**Exercise instructions**
For the data below, report how many lines contain the string "white" and write nothing more.

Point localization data
------------------------------------------------------------------------

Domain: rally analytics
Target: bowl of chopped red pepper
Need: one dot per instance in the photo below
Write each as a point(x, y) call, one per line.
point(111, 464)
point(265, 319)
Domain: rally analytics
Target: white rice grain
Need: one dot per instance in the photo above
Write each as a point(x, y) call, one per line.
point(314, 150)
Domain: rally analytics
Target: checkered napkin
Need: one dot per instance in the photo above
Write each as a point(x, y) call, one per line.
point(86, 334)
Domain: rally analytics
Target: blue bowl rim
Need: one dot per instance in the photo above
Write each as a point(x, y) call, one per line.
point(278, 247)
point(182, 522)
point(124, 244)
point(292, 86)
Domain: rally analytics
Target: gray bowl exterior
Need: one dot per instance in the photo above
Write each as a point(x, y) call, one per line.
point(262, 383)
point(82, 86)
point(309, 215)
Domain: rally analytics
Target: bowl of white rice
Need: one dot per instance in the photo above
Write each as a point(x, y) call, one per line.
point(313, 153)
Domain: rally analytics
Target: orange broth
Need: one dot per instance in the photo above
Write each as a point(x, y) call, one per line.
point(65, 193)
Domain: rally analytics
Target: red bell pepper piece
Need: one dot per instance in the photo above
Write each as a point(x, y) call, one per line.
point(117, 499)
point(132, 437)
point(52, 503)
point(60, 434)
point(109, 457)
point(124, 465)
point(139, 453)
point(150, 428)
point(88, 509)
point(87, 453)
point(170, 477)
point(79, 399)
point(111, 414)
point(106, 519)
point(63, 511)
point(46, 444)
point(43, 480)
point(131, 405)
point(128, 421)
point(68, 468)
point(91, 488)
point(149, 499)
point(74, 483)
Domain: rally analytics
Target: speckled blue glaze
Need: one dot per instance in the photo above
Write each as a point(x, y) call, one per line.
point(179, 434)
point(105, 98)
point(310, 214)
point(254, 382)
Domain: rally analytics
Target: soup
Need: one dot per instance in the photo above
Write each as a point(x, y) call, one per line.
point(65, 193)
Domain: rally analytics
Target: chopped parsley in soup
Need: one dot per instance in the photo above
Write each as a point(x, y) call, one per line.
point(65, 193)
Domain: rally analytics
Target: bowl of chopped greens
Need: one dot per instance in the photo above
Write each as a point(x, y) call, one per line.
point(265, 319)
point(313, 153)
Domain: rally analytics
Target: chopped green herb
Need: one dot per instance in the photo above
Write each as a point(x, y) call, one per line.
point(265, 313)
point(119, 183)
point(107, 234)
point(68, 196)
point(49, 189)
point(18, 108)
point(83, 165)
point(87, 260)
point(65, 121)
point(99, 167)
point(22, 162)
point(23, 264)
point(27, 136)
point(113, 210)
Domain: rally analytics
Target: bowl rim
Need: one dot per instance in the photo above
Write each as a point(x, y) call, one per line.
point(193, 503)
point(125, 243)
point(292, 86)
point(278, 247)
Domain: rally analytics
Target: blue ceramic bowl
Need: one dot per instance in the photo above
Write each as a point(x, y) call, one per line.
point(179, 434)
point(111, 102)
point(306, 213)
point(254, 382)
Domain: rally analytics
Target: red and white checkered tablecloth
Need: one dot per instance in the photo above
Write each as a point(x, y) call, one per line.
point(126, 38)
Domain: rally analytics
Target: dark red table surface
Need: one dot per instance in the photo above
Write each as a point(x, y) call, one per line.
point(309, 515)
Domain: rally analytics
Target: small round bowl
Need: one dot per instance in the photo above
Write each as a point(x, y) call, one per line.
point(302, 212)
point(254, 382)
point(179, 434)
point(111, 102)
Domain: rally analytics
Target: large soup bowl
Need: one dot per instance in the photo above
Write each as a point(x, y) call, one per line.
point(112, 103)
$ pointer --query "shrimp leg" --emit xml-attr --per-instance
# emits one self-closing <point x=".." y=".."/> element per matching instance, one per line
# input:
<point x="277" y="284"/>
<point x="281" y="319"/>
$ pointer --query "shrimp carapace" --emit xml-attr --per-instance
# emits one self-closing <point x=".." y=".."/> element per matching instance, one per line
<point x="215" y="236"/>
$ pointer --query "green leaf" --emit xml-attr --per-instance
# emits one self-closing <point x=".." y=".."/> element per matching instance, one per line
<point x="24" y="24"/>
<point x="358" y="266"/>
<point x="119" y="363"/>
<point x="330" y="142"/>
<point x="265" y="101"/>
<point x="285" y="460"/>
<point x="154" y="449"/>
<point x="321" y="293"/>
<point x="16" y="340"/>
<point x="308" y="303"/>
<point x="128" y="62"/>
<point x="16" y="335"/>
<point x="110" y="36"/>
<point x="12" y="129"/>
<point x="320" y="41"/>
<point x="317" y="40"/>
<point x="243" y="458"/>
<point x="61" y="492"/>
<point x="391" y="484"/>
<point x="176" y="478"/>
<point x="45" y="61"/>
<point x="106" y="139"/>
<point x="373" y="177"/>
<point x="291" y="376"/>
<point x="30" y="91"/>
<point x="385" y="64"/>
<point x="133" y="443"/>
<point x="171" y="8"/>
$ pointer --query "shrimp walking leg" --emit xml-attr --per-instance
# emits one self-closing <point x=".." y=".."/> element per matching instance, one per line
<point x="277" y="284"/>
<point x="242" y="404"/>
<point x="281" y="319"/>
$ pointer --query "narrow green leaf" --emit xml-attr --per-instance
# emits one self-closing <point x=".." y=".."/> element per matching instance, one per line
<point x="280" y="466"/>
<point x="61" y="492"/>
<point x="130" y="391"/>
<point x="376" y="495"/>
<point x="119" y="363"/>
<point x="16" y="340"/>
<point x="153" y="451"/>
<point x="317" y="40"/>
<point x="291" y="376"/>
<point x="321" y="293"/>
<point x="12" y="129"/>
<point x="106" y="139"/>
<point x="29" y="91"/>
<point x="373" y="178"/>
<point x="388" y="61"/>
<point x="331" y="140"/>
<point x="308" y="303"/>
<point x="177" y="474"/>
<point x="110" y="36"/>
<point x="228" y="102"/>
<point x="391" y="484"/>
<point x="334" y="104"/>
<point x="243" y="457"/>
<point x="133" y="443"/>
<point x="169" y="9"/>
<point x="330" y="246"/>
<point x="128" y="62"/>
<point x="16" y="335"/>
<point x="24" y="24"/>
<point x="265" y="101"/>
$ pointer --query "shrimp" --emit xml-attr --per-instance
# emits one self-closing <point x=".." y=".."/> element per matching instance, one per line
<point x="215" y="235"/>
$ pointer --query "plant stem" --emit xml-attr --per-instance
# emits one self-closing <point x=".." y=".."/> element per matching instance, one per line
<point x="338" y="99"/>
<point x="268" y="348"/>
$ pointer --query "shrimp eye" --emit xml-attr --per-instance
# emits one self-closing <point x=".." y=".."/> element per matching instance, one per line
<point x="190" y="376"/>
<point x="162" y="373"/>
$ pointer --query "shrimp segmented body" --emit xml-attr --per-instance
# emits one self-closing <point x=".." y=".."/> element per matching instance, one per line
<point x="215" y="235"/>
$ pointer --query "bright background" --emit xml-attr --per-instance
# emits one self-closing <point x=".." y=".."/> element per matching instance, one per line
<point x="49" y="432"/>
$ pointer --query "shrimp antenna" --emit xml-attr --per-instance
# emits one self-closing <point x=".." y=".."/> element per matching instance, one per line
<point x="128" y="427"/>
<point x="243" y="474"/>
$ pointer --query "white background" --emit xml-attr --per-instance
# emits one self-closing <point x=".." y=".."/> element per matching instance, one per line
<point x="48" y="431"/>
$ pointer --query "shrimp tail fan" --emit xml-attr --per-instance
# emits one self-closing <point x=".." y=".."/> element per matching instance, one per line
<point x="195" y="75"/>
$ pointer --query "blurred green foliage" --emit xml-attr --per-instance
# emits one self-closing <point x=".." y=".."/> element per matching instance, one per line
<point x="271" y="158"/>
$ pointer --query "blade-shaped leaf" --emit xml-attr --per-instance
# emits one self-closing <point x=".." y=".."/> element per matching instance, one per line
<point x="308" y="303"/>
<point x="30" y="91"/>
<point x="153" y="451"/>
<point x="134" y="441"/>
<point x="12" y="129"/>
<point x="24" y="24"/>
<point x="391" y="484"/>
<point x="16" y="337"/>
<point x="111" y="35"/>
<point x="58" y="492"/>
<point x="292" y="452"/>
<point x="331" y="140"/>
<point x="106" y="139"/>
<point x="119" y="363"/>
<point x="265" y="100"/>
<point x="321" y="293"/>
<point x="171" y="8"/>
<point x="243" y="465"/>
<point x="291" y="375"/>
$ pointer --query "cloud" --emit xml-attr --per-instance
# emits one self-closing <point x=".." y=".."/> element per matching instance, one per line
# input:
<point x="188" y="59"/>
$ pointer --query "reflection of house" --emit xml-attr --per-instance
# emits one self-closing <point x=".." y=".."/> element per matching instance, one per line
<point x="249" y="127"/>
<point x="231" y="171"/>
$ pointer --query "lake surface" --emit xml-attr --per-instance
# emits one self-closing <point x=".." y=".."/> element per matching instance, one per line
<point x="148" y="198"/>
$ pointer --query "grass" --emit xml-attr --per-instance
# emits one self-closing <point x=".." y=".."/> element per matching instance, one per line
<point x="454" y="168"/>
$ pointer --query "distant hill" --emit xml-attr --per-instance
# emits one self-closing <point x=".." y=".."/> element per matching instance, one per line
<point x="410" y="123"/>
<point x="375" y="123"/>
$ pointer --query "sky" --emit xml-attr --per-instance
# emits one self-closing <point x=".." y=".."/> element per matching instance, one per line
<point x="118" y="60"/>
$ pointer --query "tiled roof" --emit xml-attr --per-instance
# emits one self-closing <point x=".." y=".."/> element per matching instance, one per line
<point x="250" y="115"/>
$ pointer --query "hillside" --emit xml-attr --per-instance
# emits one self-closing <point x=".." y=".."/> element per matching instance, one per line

------------------------------------------------------------------------

**Answer box**
4